DATA SUPPLIED ->

— start —

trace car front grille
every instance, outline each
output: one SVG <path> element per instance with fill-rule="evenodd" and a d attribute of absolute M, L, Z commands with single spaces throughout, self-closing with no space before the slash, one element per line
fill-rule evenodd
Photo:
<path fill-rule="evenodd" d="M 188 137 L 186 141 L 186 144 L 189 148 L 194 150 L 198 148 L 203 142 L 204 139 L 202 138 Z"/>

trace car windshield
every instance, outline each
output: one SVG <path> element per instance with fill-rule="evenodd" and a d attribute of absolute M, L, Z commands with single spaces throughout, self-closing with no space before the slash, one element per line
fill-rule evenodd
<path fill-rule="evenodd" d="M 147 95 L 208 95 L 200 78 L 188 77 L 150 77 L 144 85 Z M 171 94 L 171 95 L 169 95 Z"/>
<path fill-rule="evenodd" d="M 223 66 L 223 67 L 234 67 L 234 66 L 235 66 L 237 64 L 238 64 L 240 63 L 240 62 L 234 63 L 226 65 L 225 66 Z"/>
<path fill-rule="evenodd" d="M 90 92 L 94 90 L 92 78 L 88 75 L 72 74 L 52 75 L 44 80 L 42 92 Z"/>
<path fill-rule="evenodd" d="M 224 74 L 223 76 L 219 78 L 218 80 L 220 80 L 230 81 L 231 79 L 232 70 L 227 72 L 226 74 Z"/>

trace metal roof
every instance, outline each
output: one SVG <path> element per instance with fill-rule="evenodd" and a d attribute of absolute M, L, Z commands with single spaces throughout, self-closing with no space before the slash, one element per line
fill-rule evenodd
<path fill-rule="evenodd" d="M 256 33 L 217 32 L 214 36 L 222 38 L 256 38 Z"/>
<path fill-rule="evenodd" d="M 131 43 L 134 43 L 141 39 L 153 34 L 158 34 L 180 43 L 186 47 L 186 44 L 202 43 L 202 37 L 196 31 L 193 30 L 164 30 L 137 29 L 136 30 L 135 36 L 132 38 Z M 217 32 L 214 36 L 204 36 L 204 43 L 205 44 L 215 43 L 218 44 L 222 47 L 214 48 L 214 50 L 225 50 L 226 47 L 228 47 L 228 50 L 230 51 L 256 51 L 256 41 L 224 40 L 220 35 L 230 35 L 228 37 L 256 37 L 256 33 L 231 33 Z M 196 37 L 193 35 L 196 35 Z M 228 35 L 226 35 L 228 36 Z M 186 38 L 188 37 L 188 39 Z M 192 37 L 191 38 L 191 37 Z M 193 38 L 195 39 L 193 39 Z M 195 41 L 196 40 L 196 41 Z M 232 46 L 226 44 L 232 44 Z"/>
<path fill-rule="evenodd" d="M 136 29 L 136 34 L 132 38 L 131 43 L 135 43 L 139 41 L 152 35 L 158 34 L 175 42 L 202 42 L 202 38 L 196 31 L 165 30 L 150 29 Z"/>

— end —

EXERCISE DIRECTIONS ->
Format every line of the rows above as a JSON list of strings, with one string per line and blank lines omitted.

THE RESPONSE ->
[
  "trace car front grille",
  "every instance, outline each",
  "output: one SVG <path> element per instance with fill-rule=\"evenodd\" and a d attribute of absolute M, L, Z commands with single spaces throughout, self-closing with no space before the slash, one element per line",
  "fill-rule evenodd",
  "Photo:",
  "<path fill-rule=\"evenodd\" d=\"M 188 137 L 186 141 L 186 144 L 189 148 L 194 150 L 198 148 L 203 142 L 204 139 L 202 138 Z\"/>",
  "trace car windshield",
  "every instance, outline each",
  "output: one SVG <path> element per instance with fill-rule=\"evenodd\" and a d attribute of absolute M, L, Z commands with single spaces throughout, self-closing with no space before the slash, one element per line",
  "fill-rule evenodd",
  "<path fill-rule=\"evenodd\" d=\"M 147 95 L 208 95 L 200 78 L 188 77 L 150 77 L 144 85 Z M 171 94 L 171 95 L 169 95 Z\"/>",
  "<path fill-rule=\"evenodd\" d=\"M 223 66 L 223 67 L 234 67 L 234 66 L 235 66 L 237 64 L 238 64 L 240 63 L 240 62 L 234 63 L 226 65 L 225 66 Z\"/>",
  "<path fill-rule=\"evenodd\" d=\"M 90 92 L 94 90 L 92 78 L 88 75 L 72 74 L 52 75 L 44 80 L 42 92 Z\"/>",
  "<path fill-rule=\"evenodd\" d=\"M 224 74 L 223 76 L 219 78 L 218 80 L 220 80 L 230 81 L 231 79 L 232 70 L 227 72 L 226 74 Z\"/>",
  "trace metal roof",
  "every instance, outline each",
  "output: one SVG <path> element per instance with fill-rule=\"evenodd\" and a d attribute of absolute M, L, Z commands with single spaces throughout, self-closing with no space before the slash, one element per line",
  "fill-rule evenodd",
  "<path fill-rule=\"evenodd\" d=\"M 256 33 L 217 32 L 214 36 L 222 38 L 256 38 Z\"/>",
  "<path fill-rule=\"evenodd\" d=\"M 131 43 L 134 43 L 141 39 L 153 34 L 158 34 L 180 43 L 186 47 L 186 44 L 202 43 L 202 37 L 196 31 L 193 30 L 164 30 L 137 29 L 136 30 L 135 36 L 132 38 Z M 217 32 L 214 36 L 204 36 L 204 43 L 205 44 L 215 43 L 218 44 L 222 47 L 214 48 L 214 50 L 225 50 L 226 47 L 228 47 L 228 50 L 230 51 L 256 51 L 256 41 L 224 40 L 220 35 L 230 35 L 228 37 L 256 37 L 256 33 L 231 33 Z M 196 37 L 193 35 L 196 35 Z M 228 35 L 226 35 L 228 36 Z M 186 38 L 188 37 L 188 39 Z M 192 37 L 191 38 L 191 37 Z M 193 38 L 195 39 L 193 39 Z M 195 41 L 196 40 L 196 41 Z M 232 46 L 226 44 L 232 44 Z\"/>",
  "<path fill-rule=\"evenodd\" d=\"M 136 29 L 136 34 L 132 38 L 131 43 L 135 43 L 139 41 L 152 35 L 158 34 L 175 42 L 202 42 L 202 38 L 196 31 L 165 30 L 150 29 Z\"/>"
]